To do - Could you set down exactly the lines of the data below, starting at the one that holds "# test: locate the smiling" and ending at the one that holds "# test: locate the girl in red", both included, and only those?

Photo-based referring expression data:
+ + +
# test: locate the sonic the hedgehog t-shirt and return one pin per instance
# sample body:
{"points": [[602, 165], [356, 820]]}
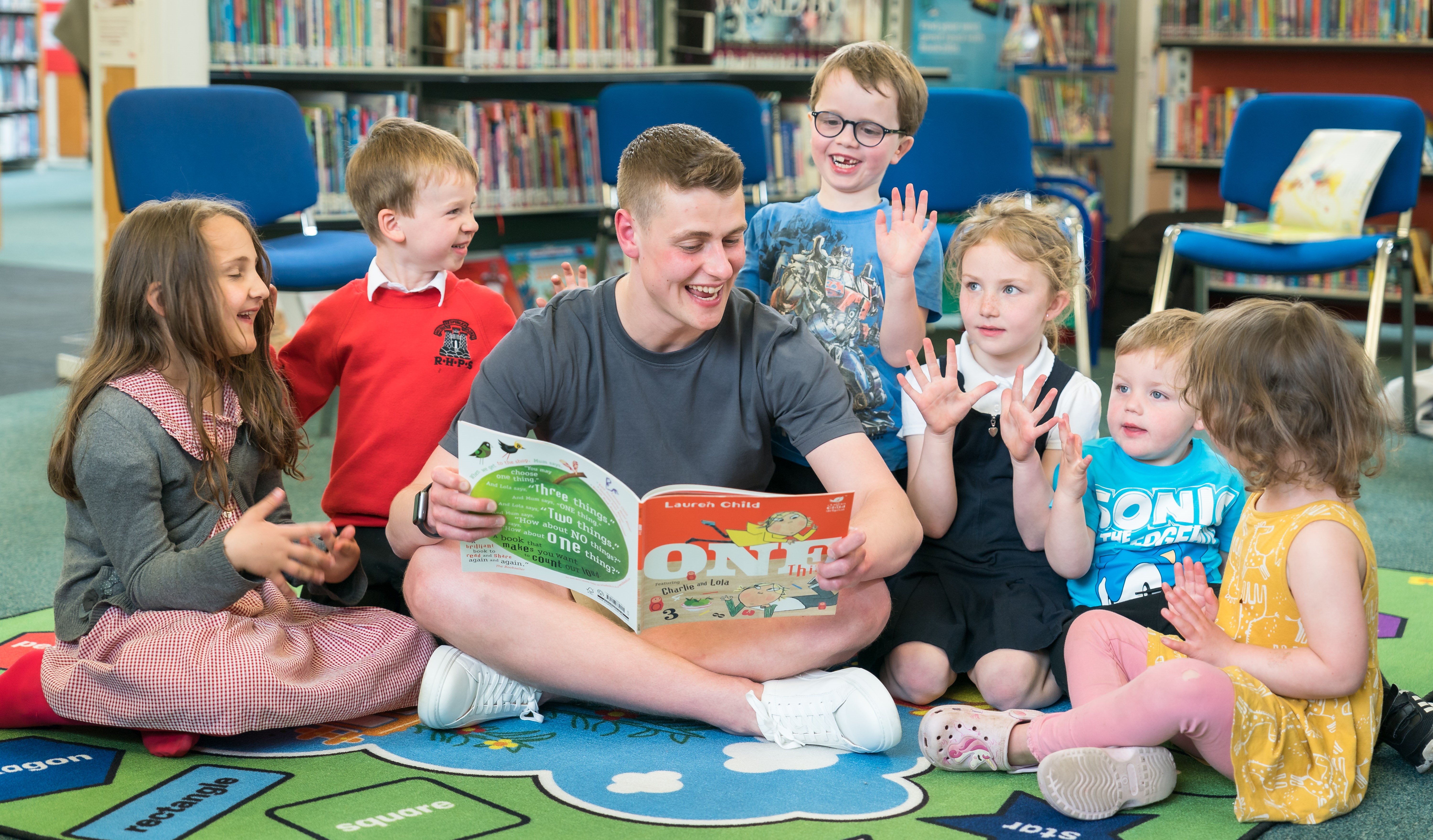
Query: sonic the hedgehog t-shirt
{"points": [[1149, 518], [822, 267]]}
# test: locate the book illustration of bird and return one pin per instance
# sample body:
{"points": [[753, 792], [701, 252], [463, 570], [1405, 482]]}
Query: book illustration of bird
{"points": [[572, 472]]}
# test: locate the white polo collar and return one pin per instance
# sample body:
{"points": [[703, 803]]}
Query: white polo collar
{"points": [[977, 376], [378, 280]]}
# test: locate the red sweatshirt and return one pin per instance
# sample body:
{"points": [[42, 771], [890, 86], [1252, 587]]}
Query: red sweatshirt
{"points": [[405, 366]]}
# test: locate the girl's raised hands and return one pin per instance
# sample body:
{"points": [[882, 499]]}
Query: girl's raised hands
{"points": [[1190, 578], [902, 246], [264, 549], [568, 280], [1018, 416], [941, 401], [1203, 640], [1074, 462]]}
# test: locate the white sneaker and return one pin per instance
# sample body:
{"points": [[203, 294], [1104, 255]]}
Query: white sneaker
{"points": [[1093, 783], [846, 710], [458, 690]]}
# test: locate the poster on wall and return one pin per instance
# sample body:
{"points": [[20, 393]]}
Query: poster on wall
{"points": [[962, 35]]}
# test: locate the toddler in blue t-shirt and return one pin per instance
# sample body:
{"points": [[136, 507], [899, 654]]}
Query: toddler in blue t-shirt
{"points": [[829, 260], [1130, 507]]}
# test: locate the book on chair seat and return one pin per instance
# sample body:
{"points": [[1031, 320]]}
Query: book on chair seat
{"points": [[1325, 193], [677, 555]]}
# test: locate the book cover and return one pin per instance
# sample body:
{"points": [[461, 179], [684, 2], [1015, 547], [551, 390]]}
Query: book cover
{"points": [[679, 555]]}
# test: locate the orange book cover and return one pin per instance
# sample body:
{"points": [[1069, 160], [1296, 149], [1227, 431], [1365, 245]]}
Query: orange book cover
{"points": [[677, 555]]}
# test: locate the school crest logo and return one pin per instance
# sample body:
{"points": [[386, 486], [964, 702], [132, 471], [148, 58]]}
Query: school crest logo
{"points": [[456, 335]]}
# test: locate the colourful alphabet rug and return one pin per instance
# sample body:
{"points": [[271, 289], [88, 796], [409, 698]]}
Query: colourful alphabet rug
{"points": [[587, 772]]}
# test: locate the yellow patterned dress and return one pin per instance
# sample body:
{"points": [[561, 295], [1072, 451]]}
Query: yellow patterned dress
{"points": [[1295, 760]]}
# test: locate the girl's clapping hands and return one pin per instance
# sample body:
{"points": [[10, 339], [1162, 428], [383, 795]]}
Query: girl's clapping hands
{"points": [[941, 401]]}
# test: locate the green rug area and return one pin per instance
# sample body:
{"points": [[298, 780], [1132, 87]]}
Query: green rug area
{"points": [[591, 772]]}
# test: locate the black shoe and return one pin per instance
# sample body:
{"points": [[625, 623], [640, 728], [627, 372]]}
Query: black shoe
{"points": [[1408, 727]]}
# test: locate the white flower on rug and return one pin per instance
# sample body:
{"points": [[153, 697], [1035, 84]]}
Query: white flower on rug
{"points": [[765, 757], [656, 782]]}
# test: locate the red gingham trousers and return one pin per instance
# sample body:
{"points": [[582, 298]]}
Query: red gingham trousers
{"points": [[266, 663]]}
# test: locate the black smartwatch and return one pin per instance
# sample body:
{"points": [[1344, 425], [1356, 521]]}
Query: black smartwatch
{"points": [[421, 514]]}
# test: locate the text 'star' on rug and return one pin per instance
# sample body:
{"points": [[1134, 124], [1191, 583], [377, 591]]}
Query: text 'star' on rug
{"points": [[587, 772]]}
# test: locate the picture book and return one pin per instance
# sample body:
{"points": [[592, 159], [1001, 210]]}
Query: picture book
{"points": [[680, 554], [1326, 190]]}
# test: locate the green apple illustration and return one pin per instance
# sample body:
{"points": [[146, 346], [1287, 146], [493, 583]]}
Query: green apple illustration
{"points": [[567, 528]]}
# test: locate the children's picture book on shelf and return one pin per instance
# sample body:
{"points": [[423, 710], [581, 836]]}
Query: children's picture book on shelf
{"points": [[1326, 190], [680, 554]]}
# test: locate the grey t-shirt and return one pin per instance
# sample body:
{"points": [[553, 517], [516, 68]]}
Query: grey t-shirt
{"points": [[700, 415]]}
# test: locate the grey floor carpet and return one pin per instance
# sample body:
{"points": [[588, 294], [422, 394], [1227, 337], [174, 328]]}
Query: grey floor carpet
{"points": [[42, 306]]}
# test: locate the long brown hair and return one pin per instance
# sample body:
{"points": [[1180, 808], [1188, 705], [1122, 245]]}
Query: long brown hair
{"points": [[161, 241], [1289, 393]]}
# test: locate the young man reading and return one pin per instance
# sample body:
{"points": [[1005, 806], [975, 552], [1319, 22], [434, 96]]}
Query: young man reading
{"points": [[664, 375]]}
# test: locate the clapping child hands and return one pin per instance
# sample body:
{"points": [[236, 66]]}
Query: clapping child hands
{"points": [[1018, 416], [941, 401], [272, 551], [568, 280], [1192, 611], [1074, 479]]}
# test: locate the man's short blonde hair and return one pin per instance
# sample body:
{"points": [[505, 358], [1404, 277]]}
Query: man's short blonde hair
{"points": [[677, 155], [1170, 333], [878, 65], [396, 160]]}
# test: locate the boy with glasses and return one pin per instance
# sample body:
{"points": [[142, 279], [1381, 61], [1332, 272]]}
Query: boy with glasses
{"points": [[861, 271]]}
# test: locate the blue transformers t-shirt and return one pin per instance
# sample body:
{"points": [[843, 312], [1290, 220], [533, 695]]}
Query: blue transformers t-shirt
{"points": [[1147, 518], [822, 266]]}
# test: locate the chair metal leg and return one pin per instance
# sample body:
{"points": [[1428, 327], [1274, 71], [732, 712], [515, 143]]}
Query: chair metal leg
{"points": [[1409, 353], [1083, 330], [1376, 300], [1161, 295]]}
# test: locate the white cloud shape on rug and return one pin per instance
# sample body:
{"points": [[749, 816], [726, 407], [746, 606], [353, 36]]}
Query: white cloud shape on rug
{"points": [[766, 757], [656, 782]]}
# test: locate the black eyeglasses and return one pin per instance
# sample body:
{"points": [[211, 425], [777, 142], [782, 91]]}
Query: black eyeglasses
{"points": [[868, 134]]}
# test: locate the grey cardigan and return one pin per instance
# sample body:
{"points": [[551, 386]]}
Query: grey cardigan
{"points": [[140, 537]]}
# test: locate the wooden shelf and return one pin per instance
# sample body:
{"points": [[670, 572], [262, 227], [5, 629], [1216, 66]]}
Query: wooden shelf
{"points": [[1335, 295], [661, 74], [1295, 44]]}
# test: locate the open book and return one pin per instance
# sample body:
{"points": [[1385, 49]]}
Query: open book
{"points": [[1325, 194], [680, 554]]}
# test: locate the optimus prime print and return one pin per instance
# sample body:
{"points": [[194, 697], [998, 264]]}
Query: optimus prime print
{"points": [[843, 310]]}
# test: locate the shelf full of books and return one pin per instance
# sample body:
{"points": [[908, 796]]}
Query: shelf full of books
{"points": [[1061, 35], [1392, 21], [310, 34], [529, 154], [1068, 111]]}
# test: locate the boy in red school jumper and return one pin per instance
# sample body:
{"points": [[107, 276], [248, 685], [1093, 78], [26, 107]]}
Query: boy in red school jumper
{"points": [[405, 342]]}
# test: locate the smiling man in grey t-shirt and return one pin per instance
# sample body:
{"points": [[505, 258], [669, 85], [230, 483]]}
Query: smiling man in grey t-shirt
{"points": [[663, 376]]}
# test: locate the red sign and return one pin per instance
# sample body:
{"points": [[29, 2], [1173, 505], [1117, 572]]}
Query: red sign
{"points": [[57, 58], [22, 644]]}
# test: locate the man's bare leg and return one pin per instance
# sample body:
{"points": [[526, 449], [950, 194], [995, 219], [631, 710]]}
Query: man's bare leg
{"points": [[532, 633], [760, 649]]}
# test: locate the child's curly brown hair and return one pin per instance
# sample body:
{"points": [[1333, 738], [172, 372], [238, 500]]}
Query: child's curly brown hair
{"points": [[1289, 395]]}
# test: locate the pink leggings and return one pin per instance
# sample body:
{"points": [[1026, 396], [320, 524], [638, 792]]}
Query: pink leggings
{"points": [[1120, 702]]}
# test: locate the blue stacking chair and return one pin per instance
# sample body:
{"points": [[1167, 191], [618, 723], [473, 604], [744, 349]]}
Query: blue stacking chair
{"points": [[729, 112], [975, 144], [243, 144], [1267, 134]]}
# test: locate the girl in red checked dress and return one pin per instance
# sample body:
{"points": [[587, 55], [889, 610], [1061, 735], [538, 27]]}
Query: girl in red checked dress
{"points": [[174, 613]]}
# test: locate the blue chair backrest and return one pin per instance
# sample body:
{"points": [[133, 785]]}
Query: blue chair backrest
{"points": [[972, 144], [230, 141], [1270, 128], [729, 112]]}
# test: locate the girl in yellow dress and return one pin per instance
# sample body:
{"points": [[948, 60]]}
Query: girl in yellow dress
{"points": [[1289, 709]]}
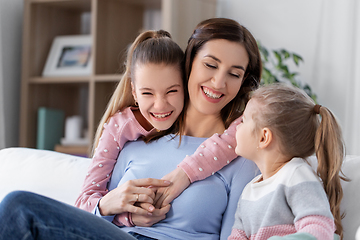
+ + +
Response -
# test: locate the smiling man in grey t-shirt and return one pin per instance
# sample body:
{"points": [[505, 258], [669, 85], [230, 483]]}
Query: smiling man in grey t-shirt
{"points": [[663, 376]]}
# test: locate the red sign and return one pin per instance
# sample body:
{"points": [[29, 2], [1173, 505], [1117, 572]]}
Query: red sign
{"points": [[57, 58], [22, 644]]}
# test: locate the man's bare leg and return one pin per instance
# sample body:
{"points": [[526, 449], [950, 194], [995, 219], [631, 710]]}
Query: man's bare leg
{"points": [[532, 633], [760, 649]]}
# test: locate the child's curly brown hair and return one pin per instance
# sample body:
{"points": [[1333, 738], [172, 372], [238, 500]]}
Query: child's curly brown hair
{"points": [[1289, 395]]}
# test: locate the pink leggings and return one pin per instance
# sample body:
{"points": [[1026, 396], [320, 524], [638, 792]]}
Query: pink leggings
{"points": [[1120, 702]]}
# test: locate the blue stacking chair and return one pin per instance
# sample body:
{"points": [[1167, 191], [618, 723], [473, 604], [744, 349]]}
Query: blue stacking chair
{"points": [[729, 112], [975, 144], [243, 144], [1267, 134]]}
# test: locate the girl in red checked dress and return one pin per instance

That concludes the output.